• **本文**:
..............................

【アベドラボ(パレスチナ自治区ガザ北部)前田英司】イスラエル軍がパレスチナ自治区ガザ地区に侵攻していた7日昼、地区北部アベドラボで、軍の退去命令で自宅を出た幼い3姉妹が突然、兵士に次々と撃たれ2人が死亡、1人が重傷を負った。家族が22日、証言した。「私たちが何をしたのか」。悲しみに暮れ、事件の徹底解明を求める家族。イスラエル軍報道官は毎日新聞に「民間人被害に関して寄せられるあらゆる申し立てを調べている」と説明した。
イスラエル軍戦車が付近住民にマイクで即時退去を命じた直後だった。パレスチナ自治政府職員のハリド・アベドラボさん(30)が娘3人を連れて自宅前に出たところ、少なくとも3台の戦車が配置されていた。
うち1台から身を乗り出した兵士が突然、アベドラボさんらに銃撃を始めた。長女スワドちゃん(7)と三女アマルちゃん(2)が胸や首を撃たれて死亡。次女サマーちゃん(4)も胸などを撃たれて病院に運ばれたが、ガザでは対処できず、エジプトを経由しベルギーへ搬送された。

..............................

[収集データ]
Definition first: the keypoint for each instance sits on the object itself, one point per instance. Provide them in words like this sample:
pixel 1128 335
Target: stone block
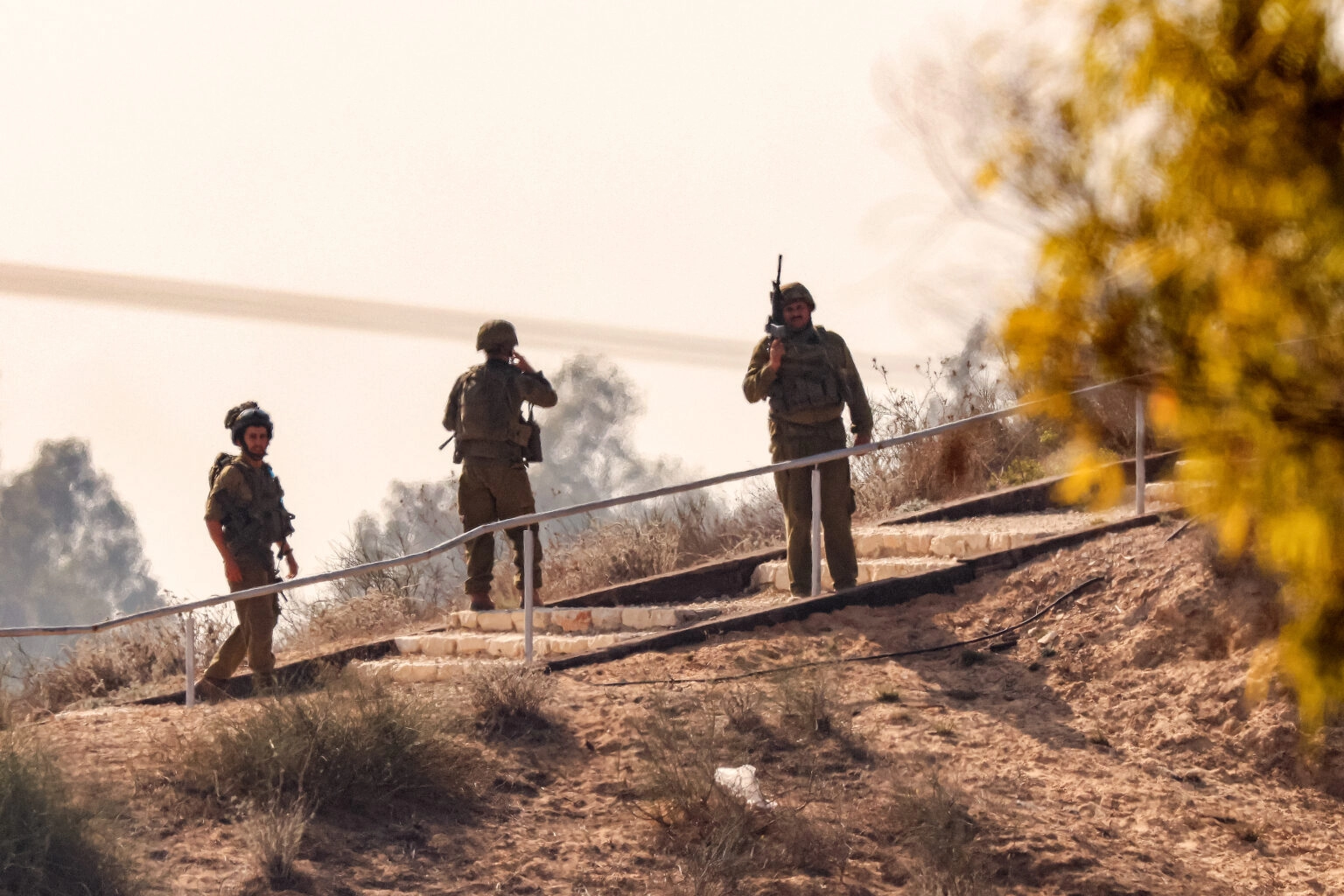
pixel 663 617
pixel 870 544
pixel 506 645
pixel 414 672
pixel 438 645
pixel 573 620
pixel 468 644
pixel 944 546
pixel 541 620
pixel 574 645
pixel 918 543
pixel 637 618
pixel 498 621
pixel 606 618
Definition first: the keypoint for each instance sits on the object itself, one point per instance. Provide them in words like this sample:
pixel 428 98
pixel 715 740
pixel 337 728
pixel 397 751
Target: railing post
pixel 190 655
pixel 1140 468
pixel 528 551
pixel 816 529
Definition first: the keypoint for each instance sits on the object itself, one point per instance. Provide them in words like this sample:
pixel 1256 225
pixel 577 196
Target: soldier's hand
pixel 522 363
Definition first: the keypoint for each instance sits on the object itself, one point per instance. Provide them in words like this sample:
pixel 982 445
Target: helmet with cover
pixel 241 416
pixel 496 335
pixel 790 293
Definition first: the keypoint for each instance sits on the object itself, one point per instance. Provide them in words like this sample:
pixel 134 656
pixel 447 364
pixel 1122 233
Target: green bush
pixel 350 745
pixel 49 845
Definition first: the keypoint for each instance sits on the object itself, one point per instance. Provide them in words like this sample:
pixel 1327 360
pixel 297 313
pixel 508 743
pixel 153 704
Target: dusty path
pixel 1118 758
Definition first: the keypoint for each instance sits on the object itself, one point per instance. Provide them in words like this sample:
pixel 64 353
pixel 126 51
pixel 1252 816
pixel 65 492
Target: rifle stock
pixel 774 324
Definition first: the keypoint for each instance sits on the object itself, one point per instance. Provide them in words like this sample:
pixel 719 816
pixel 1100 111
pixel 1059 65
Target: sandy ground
pixel 1109 751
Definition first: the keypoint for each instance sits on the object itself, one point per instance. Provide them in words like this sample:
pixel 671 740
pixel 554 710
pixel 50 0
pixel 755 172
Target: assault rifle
pixel 774 324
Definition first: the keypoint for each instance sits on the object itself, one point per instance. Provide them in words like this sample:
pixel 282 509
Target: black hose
pixel 831 662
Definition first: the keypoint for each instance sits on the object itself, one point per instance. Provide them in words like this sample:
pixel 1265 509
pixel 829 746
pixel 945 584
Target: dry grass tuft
pixel 49 844
pixel 272 835
pixel 368 615
pixel 718 838
pixel 122 662
pixel 933 826
pixel 350 745
pixel 508 699
pixel 652 540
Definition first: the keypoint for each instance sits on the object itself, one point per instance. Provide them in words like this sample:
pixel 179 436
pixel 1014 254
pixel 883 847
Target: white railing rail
pixel 534 519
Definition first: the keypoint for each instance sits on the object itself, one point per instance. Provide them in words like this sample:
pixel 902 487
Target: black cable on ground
pixel 831 662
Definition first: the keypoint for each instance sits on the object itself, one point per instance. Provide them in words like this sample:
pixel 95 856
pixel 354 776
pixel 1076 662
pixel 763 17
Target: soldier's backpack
pixel 488 410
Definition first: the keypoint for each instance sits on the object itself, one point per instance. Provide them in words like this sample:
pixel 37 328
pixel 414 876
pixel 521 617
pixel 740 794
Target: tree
pixel 1188 178
pixel 69 549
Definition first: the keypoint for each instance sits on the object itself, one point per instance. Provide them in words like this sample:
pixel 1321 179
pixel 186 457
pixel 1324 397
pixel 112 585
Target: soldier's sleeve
pixel 860 413
pixel 225 494
pixel 760 378
pixel 536 389
pixel 286 519
pixel 454 403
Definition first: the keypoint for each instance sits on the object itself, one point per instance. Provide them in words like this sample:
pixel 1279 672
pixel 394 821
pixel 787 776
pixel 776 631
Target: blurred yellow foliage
pixel 1211 254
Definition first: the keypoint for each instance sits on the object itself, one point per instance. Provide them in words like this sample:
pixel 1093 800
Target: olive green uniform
pixel 248 502
pixel 484 411
pixel 816 381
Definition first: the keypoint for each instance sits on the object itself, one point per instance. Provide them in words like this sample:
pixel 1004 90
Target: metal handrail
pixel 420 556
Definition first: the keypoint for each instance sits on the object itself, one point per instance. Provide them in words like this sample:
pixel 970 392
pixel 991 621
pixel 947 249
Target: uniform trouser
pixel 794 491
pixel 256 627
pixel 489 491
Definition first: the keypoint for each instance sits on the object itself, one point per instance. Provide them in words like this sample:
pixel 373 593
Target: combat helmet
pixel 496 335
pixel 243 416
pixel 790 293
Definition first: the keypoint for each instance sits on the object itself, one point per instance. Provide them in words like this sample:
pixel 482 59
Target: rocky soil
pixel 1109 751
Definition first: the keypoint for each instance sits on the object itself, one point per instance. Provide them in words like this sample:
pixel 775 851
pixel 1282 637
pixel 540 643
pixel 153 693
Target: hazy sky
pixel 628 164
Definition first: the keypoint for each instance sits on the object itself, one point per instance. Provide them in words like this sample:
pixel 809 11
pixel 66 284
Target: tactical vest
pixel 808 388
pixel 486 416
pixel 261 519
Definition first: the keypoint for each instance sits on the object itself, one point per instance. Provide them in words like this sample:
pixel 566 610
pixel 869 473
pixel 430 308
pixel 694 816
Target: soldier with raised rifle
pixel 808 376
pixel 495 444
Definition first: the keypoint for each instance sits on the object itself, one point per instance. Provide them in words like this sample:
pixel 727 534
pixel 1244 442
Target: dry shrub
pixel 508 699
pixel 135 657
pixel 657 539
pixel 368 615
pixel 955 464
pixel 272 833
pixel 49 843
pixel 808 705
pixel 350 745
pixel 932 825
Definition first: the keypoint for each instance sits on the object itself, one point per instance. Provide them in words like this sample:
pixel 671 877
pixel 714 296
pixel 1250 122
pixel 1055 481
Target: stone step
pixel 576 621
pixel 776 572
pixel 429 648
pixel 977 535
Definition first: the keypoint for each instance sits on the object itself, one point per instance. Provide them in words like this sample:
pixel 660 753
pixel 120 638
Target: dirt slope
pixel 1120 758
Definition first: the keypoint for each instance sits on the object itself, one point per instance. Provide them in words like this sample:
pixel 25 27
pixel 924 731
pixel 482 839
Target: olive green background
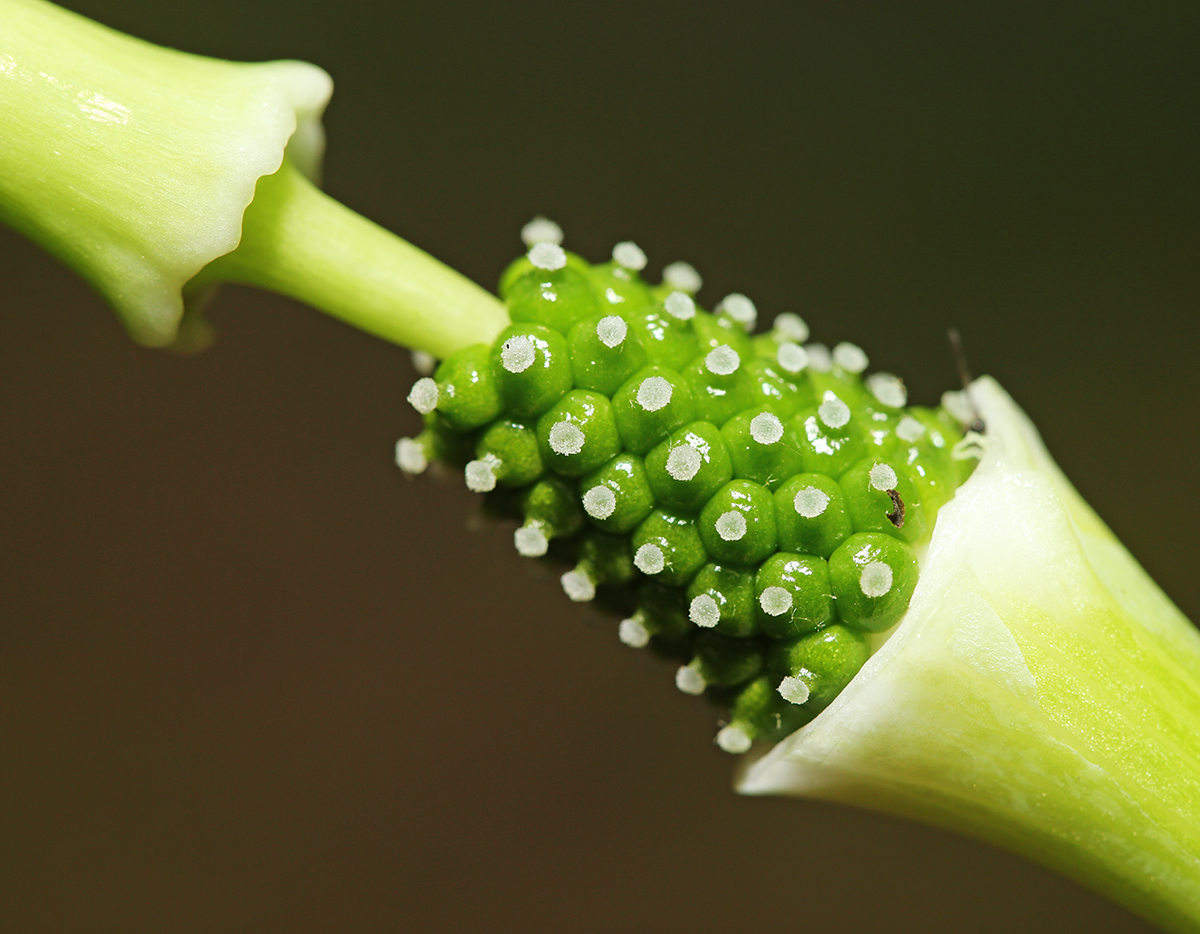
pixel 252 680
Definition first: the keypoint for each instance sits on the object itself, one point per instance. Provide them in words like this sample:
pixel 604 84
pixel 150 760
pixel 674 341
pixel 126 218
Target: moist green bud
pixel 510 450
pixel 738 524
pixel 617 496
pixel 532 369
pixel 687 470
pixel 721 598
pixel 552 298
pixel 832 441
pixel 763 448
pixel 466 388
pixel 605 352
pixel 814 669
pixel 720 384
pixel 873 576
pixel 793 594
pixel 579 433
pixel 810 515
pixel 881 497
pixel 667 546
pixel 649 406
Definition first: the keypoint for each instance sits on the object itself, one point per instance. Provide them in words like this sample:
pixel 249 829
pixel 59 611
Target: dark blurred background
pixel 252 680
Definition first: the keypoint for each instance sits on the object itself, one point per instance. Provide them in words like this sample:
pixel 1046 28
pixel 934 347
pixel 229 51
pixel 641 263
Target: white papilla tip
pixel 733 740
pixel 424 363
pixel 791 357
pixel 723 360
pixel 611 330
pixel 793 689
pixel 690 681
pixel 703 611
pixel 683 276
pixel 910 430
pixel 775 600
pixel 850 357
pixel 888 389
pixel 820 358
pixel 531 543
pixel 684 462
pixel 766 427
pixel 567 438
pixel 731 526
pixel 810 502
pixel 833 412
pixel 875 579
pixel 424 396
pixel 883 478
pixel 541 231
pixel 517 354
pixel 679 305
pixel 633 633
pixel 741 309
pixel 480 474
pixel 791 327
pixel 579 586
pixel 411 456
pixel 958 403
pixel 649 558
pixel 547 256
pixel 600 502
pixel 654 393
pixel 629 255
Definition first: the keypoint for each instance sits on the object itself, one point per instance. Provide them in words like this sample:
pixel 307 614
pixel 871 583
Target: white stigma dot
pixel 876 579
pixel 424 363
pixel 633 633
pixel 703 611
pixel 547 256
pixel 959 406
pixel 731 526
pixel 792 357
pixel 681 305
pixel 649 560
pixel 424 396
pixel 791 327
pixel 833 412
pixel 683 276
pixel 611 330
pixel 741 309
pixel 775 600
pixel 766 427
pixel 567 438
pixel 517 354
pixel 684 462
pixel 820 358
pixel 850 357
pixel 531 543
pixel 690 681
pixel 793 689
pixel 579 586
pixel 910 430
pixel 810 502
pixel 411 456
pixel 481 474
pixel 541 231
pixel 654 393
pixel 723 360
pixel 883 478
pixel 629 255
pixel 733 740
pixel 888 389
pixel 600 502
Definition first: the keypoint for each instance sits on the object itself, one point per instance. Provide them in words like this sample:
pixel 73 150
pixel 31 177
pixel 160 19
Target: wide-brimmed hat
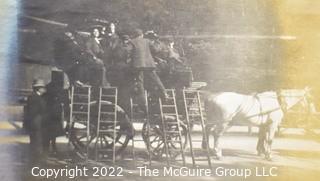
pixel 38 83
pixel 125 37
pixel 137 32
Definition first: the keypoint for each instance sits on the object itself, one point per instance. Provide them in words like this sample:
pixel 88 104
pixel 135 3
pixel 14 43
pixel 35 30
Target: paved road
pixel 296 157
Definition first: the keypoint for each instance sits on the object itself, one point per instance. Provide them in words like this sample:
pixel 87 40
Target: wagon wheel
pixel 156 140
pixel 107 141
pixel 78 139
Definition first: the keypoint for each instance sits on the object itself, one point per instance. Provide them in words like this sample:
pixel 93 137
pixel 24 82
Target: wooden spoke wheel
pixel 84 144
pixel 155 140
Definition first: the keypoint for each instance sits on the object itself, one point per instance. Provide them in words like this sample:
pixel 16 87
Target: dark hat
pixel 38 83
pixel 125 37
pixel 137 32
pixel 151 35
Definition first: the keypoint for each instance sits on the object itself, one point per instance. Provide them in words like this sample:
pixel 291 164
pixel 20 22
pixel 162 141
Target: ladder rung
pixel 79 112
pixel 108 96
pixel 174 141
pixel 194 114
pixel 82 95
pixel 201 159
pixel 81 122
pixel 172 131
pixel 101 121
pixel 106 112
pixel 81 103
pixel 105 150
pixel 107 131
pixel 189 98
pixel 172 122
pixel 196 141
pixel 170 114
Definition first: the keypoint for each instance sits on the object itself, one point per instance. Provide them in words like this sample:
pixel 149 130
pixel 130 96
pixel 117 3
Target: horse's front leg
pixel 261 148
pixel 217 133
pixel 271 129
pixel 205 133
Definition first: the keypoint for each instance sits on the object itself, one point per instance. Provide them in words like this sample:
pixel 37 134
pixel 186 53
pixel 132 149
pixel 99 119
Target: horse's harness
pixel 283 105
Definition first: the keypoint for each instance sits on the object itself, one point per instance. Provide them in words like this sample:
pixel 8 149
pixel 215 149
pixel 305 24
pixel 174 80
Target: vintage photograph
pixel 159 90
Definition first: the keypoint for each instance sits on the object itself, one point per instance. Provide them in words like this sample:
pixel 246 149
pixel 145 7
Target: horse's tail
pixel 212 109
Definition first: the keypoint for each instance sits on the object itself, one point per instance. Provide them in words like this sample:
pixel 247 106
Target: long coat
pixel 141 54
pixel 54 97
pixel 35 113
pixel 94 48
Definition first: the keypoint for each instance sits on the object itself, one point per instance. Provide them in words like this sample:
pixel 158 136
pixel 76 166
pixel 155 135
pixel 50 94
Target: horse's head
pixel 295 99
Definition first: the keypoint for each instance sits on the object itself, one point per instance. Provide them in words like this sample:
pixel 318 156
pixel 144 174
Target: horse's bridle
pixel 283 104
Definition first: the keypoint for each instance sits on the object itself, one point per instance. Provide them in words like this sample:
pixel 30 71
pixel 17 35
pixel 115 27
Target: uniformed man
pixel 144 66
pixel 96 67
pixel 35 116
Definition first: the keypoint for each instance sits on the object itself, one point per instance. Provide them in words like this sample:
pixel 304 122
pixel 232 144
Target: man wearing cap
pixel 144 65
pixel 96 71
pixel 35 116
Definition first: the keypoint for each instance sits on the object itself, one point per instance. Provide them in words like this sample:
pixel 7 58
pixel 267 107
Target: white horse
pixel 265 110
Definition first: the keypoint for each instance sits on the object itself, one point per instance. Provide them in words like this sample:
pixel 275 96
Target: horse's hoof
pixel 219 158
pixel 260 153
pixel 268 158
pixel 204 146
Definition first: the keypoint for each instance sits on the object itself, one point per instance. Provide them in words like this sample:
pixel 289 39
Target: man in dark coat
pixel 35 116
pixel 144 66
pixel 56 99
pixel 69 56
pixel 96 66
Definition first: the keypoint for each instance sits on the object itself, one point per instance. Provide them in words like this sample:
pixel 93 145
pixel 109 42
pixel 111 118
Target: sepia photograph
pixel 159 90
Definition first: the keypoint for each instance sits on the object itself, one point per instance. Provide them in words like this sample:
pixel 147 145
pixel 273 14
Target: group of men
pixel 94 61
pixel 87 63
pixel 43 119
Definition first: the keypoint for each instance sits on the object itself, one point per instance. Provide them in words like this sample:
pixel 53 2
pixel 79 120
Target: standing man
pixel 144 65
pixel 35 117
pixel 96 67
pixel 111 41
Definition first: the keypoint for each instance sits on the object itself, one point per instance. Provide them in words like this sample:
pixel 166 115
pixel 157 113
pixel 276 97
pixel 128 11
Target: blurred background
pixel 235 45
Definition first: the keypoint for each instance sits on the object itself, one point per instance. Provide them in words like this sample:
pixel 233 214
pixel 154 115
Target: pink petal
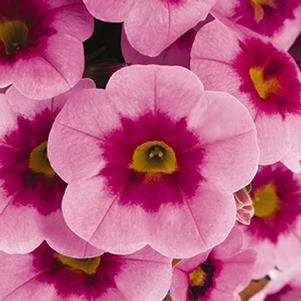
pixel 63 240
pixel 273 136
pixel 81 135
pixel 105 228
pixel 19 229
pixel 110 10
pixel 169 19
pixel 49 71
pixel 64 17
pixel 155 88
pixel 234 143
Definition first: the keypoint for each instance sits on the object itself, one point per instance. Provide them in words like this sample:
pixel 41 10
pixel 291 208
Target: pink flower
pixel 152 26
pixel 45 274
pixel 214 276
pixel 280 20
pixel 275 229
pixel 285 287
pixel 153 159
pixel 268 85
pixel 244 206
pixel 30 191
pixel 177 53
pixel 41 51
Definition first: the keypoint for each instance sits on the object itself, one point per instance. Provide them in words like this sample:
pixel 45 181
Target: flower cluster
pixel 171 172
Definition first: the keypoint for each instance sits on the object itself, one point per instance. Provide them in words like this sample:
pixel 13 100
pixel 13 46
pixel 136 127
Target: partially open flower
pixel 285 287
pixel 268 85
pixel 214 276
pixel 152 26
pixel 279 20
pixel 41 51
pixel 275 228
pixel 153 159
pixel 45 274
pixel 30 191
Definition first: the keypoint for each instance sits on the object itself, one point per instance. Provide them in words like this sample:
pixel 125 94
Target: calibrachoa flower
pixel 45 274
pixel 244 206
pixel 152 26
pixel 280 20
pixel 286 287
pixel 30 191
pixel 41 51
pixel 177 53
pixel 153 159
pixel 275 229
pixel 218 275
pixel 268 85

..............................

• **資料を読む**:
1. 本文の内容を2文で要約せよ。
2. 本文について、次の問いに答えよ。
(a) 家族が証言したのは何日か。
(b) ハリド・アベドラボさんはどこの職員か。
(c) 次女サマーちゃんはどこを経由し、どこへ搬送されたか。
3. 本文を、「イスラエル軍戦車が付近住民に」を含む語句から書き始め、「経由しベルギーへ搬送された。」で終わるところまで、一字一句変えずに書き写せ。
一覧は本文とは別の資料である。

• **解答一覧**:
1. ガザ地区北部アベドラボで7日昼、イスラエル軍の退去命令で自宅を出た幼い3姉妹が戦車から身を乗り出した兵士に撃たれ、2人が死亡し1人が重傷を負った。家族は事件の徹底解明を求め、イスラエル軍報道官は民間人被害に関するあらゆる申し立てを調べていると説明した。

2.
(a) 22日
(b) パレスチナ自治政府
(c) エジプトを経由し、ベルギーへ搬送された。

3.
イスラエル軍戦車が付近住民にマイクで即時退去を命じた直後だった。パレスチナ自治政府職員のハリド・アベドラボさん(30)が娘3人を連れて自宅前に出たところ、少なくとも3台の戦車が配置されていた。
うち1台から身を乗り出した兵士が突然、アベドラボさんらに銃撃を始めた。長女スワドちゃん(7)と三女アマルちゃん(2)が胸や首を撃たれて死亡。次女サマーちゃん(4)も胸などを撃たれて病院に運ばれたが、ガザでは対処できず、エジプトを経由しベルギーへ搬送された。